# INSTRUCTION
From the data below, keep only the lines that contain the string "boat", matching case exactly, and copy each one.
====== RECORDED DATA ======
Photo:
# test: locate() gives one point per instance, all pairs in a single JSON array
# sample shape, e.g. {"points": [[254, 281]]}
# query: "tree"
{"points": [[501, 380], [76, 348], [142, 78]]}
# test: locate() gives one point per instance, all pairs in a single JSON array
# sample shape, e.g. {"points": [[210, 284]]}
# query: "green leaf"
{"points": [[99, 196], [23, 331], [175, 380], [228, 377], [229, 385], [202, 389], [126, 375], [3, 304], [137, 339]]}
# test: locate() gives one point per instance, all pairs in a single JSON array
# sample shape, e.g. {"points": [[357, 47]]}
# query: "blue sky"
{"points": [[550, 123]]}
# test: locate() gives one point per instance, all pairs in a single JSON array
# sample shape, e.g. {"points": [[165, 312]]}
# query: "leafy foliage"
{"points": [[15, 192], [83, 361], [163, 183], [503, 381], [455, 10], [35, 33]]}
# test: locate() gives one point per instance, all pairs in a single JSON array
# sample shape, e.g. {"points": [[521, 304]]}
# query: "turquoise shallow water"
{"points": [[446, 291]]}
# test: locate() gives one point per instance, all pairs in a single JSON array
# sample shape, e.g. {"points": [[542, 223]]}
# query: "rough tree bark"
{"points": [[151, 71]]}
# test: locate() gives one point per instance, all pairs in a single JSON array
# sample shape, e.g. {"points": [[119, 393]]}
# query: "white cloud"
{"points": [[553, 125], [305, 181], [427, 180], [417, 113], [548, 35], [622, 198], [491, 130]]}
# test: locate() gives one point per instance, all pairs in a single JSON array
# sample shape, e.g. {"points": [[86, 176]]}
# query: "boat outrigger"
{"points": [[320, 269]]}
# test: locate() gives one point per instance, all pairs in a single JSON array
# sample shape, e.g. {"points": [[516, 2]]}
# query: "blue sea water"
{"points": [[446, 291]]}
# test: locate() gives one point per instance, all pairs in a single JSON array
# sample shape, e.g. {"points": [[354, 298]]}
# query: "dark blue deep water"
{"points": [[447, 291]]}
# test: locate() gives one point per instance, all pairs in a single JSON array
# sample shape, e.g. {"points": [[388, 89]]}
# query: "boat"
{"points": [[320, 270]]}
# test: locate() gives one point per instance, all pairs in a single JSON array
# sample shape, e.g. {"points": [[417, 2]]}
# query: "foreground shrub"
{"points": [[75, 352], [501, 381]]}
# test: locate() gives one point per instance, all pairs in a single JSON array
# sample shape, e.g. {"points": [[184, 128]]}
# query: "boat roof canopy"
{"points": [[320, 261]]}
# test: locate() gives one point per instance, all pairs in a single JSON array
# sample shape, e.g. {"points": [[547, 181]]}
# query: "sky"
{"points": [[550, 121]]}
======
# WRITTEN SOLUTION
# query: "boat outrigger"
# query: "boat"
# query: "boat roof canopy"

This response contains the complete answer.